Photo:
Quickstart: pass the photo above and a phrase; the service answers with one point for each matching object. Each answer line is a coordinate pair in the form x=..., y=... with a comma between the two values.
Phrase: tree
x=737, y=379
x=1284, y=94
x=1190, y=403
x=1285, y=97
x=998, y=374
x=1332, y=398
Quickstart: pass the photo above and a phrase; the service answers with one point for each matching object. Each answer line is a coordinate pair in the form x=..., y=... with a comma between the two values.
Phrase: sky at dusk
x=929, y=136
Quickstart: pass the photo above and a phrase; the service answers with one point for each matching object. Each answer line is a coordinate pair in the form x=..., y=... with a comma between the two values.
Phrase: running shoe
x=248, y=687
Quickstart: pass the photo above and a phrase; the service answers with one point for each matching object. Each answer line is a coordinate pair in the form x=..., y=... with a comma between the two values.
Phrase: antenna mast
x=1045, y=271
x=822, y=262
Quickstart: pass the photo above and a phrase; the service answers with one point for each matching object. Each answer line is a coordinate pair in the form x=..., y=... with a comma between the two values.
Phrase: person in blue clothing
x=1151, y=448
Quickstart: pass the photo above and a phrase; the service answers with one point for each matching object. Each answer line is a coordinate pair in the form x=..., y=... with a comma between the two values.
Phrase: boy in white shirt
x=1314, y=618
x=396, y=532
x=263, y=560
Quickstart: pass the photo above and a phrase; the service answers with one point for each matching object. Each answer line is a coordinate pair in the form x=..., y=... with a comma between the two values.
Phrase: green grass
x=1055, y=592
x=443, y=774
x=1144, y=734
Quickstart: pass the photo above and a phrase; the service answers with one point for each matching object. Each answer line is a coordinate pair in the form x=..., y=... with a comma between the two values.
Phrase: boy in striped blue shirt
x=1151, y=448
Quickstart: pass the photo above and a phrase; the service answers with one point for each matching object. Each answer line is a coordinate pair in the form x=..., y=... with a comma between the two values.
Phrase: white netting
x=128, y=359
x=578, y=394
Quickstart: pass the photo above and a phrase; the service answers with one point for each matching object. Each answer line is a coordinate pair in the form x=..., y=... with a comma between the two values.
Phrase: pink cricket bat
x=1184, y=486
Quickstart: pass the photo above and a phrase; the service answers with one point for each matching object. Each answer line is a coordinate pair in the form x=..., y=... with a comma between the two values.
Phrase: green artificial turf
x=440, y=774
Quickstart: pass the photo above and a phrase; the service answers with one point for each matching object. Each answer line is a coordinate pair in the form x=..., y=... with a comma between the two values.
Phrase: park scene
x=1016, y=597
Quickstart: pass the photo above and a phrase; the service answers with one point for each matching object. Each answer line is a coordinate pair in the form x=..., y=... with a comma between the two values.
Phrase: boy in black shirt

• • •

What to work on
Repeat each entry word for word.

Worked solution
Photo:
Quickstart: pass the photo above and a phrase; the service answers with one point for each matching object. Each answer line is a coordinate pair in the form x=..., y=... with a comma between the two values.
Phrase: tree
x=737, y=379
x=1284, y=94
x=1190, y=403
x=1285, y=97
x=998, y=374
x=1332, y=398
Quickstart: pass the photo above and a phrase; the service answers with one point for each matching object. Each answer line is a coordinate pair in the form x=..., y=... with a comma between the two values.
Phrase: sky at dusk
x=929, y=136
Quickstart: pass the photo above and a phrase; the service answers with one point for each matching object. Each answer line is a coordinate pair in the form x=..., y=... with a comma between the two values.
Phrase: running shoe
x=248, y=687
Quickstart: pass the photo above and a phrase; the service answers with one point for each matching object. Each answer line is a coordinate pair in the form x=..., y=... with a comma between the two values.
Phrase: antenna mast
x=1045, y=271
x=822, y=262
Quickstart: pass the photo above and a phrase; the service answers with one point for each matching object. Each answer line is a coordinate pair in the form x=..., y=... with a comma between the two values.
Phrase: person in blue clothing
x=1151, y=448
Quickstart: pass the photo above and a phrase; the service answers with one point for each matching object. Each answer line is a coordinate pair in the form x=..., y=... with a comma between the two values.
Phrase: boy in white shirt
x=1314, y=618
x=396, y=532
x=263, y=560
Quickstart: pass the photo above and a phrase; the service answers with one point for each matching object. Each answer line is a coordinate pair in the form x=..., y=... with a comma between the two values.
Phrase: green grass
x=1055, y=592
x=443, y=774
x=1144, y=734
Quickstart: pass the photo above and a phrase; the service answers with one point for each matching object. Each answer line is a coordinate pair in the form x=..., y=... with a comma between the two values.
Phrase: boy in striped blue shirt
x=1151, y=448
Quickstart: pass the photo above and a phrase; the service answers with one point for each matching object. Each answer line is a coordinate pair in the form x=..., y=... with a comma between the two values.
Phrase: white netting
x=128, y=359
x=578, y=394
Quickstart: pass the photo above and a phrase; the service answers with one point for each matching object. Each answer line is a coordinate pair in the form x=..., y=... with a comma between the two values.
Phrase: pink cricket bat
x=1184, y=486
Quickstart: pass the photo above and a phrase; the service answers with one point for each matching object. Each answer line is a coordinate pair in the form x=..., y=... with a comma between the two values.
Phrase: green artificial turf
x=440, y=774
Quickstart: pass the photo above and a phrase; the service answers with one point for each matching object. Each answer line is a coordinate pair in the form x=..., y=... with a comma between the two values.
Phrase: park scene
x=1016, y=597
Quickstart: pass the photo above and a phrase; the service answers with one point for each matching object. Each answer line is a coordinate pair in the form x=..., y=... with a comma between the two values.
Phrase: boy in black shirt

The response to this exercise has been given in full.